BEGIN Text section

I don’t have an answer to the question of whether the Chicago Children’s Museum should be allowed to build a new home for itself in Daley Bicentennial Plaza, a.k.a. the woefully underused northeast corner of Grant Park. But I do think the possibility deserves to be debated, and not cut off at the knees as the editorial board of the Chicago Tribune would have it.

Last year, the 25-year old museum announced plans (PDF link) to relocate from it’s longtime Navy Pier home to bigger digs in Daley Bicentennial Plaza, replacing an aging field house in the process. However, in a controversial September 2 editorial, the Chicago Tribune railed against the plan, instead holding fast to the 110-year-old Illinois Supreme Court ruling, based on an 1836 civic decree, that buildings are forever banned in Grant Park.

I don’t know, forever sounds like a long time to me. It’s not an opinion shared by Tribune architecture critic Blair Kamin, either, who on Tuesday called for a wider debate, on the merits of the museum’s still-developing design plans–and the current worth of the underused corner of Grant Park where the new museum building would sit. Kamin notes that even starchitect Renzo Piano (designer of the Art Institute’s vaunted new modern wing), thinks of Daley Bicentennial Plaza as “nowhere”. Since, according to the Chicago Park District, the park area will have to be replaced in the next few years to fix water leaks in the Monroe Street garage below, Kamin opines that everyone should keep an open mind when deciding what to put there next.

I tend to agree. In its opposition editorial, the Trib certainly made some spurious claims. For one thing, Grant Park is simply not an “unobstructed space”. No matter how curvy the top of Frank Gehry’s Pritzker Pavilion bandshell is, it’s not a sculpture. It’s a roof. Yet, how many loving paeans to the place have been printed in the pages of the Tribune since Millennium Park’s (tardy) dedication?

For another, it is ludicrous to call downtown Chicago an unwise place to seek to attract more visitors. If downtown Chicago, with its comprehensive transit facilities, wide sidewalks, bevy of crosswalk timers, and massive underground parking lots aimed at getting people out of their cars isn’t the one part of town we want to attract visitors to (two words, dear Trib: economic vitality), I’d like to know where they’d like us to send them.

But what really made me pause was this sentence:

“Rather than piggybacking on Millennium Park, the Children’s Museum can be the prime draw in its own community elsewhere.”

END Text section

Resume the Children's Museum text from its last line. The data that follows has nothing to do with this.

BEGIN Record excerpts

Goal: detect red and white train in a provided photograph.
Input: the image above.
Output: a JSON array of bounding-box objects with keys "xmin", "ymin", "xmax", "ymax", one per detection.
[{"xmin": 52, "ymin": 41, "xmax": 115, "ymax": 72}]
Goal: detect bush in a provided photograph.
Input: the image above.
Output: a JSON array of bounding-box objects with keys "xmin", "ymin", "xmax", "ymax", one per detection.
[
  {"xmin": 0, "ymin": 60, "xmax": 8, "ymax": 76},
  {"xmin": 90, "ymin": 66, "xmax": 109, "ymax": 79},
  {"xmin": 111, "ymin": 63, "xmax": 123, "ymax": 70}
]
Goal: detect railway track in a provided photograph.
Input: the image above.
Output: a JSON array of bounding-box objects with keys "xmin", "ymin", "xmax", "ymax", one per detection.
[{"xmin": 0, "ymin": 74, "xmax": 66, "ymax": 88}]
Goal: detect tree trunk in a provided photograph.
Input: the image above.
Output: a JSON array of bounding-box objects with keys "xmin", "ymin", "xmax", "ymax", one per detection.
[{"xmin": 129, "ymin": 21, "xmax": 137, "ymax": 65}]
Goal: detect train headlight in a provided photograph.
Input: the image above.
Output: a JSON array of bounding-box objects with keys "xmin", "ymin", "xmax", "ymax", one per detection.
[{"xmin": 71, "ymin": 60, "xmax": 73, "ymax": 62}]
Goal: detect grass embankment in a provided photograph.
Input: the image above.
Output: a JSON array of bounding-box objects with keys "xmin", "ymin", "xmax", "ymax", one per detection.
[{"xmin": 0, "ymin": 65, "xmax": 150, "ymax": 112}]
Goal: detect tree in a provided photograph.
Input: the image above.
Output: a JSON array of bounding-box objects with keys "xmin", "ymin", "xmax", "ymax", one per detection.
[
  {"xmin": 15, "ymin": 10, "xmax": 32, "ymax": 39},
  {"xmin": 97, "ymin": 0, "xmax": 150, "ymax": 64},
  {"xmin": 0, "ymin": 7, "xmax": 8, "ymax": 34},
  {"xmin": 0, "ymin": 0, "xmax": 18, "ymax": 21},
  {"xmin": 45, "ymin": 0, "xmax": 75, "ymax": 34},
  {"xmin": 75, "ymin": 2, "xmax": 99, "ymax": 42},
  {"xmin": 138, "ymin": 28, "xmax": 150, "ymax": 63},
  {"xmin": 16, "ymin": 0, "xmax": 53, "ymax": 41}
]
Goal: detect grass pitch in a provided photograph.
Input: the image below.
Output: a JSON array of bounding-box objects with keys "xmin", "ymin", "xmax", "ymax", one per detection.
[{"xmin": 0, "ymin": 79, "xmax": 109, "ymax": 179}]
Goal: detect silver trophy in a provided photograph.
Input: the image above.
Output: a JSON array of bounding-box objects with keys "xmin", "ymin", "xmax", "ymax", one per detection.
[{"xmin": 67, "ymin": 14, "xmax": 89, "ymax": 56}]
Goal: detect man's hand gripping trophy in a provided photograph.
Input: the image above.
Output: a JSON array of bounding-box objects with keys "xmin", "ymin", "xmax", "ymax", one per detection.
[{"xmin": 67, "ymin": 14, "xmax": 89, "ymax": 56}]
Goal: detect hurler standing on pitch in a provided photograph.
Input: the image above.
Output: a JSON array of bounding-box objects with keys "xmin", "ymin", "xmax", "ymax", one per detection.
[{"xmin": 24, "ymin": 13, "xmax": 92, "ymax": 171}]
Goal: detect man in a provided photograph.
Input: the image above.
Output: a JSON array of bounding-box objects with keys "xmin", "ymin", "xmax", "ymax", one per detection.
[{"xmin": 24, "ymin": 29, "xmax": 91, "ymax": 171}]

END Record excerpts

### Reply:
Last time I checked, downtown Chicago was the one neighborhood all Chicagoans can, and do–and should–call claim to. We are not an elitist city. We do not need an elitist downtown. Telling a cultural institution aimed at all Chicagoans to (in this case literally) pack up its toys and stay on its own side of town, in its own community elsewhere, harkens back to our city’s days of municipally sanctioned racism, when people of color were relocated to public housing on the west and south sides specifically to try and keep them out of the Loop. That our city’s main daily can say in all seriousness that downtown Chicago is too good for a children’s museum suggests a downtown Chicago that I’m certainly not living in–nor would I want to. The next time anyone is searching for evidence of the Tribune’s alleged fascist editorial leanings, look no further than this one sentence. It speaks volumes.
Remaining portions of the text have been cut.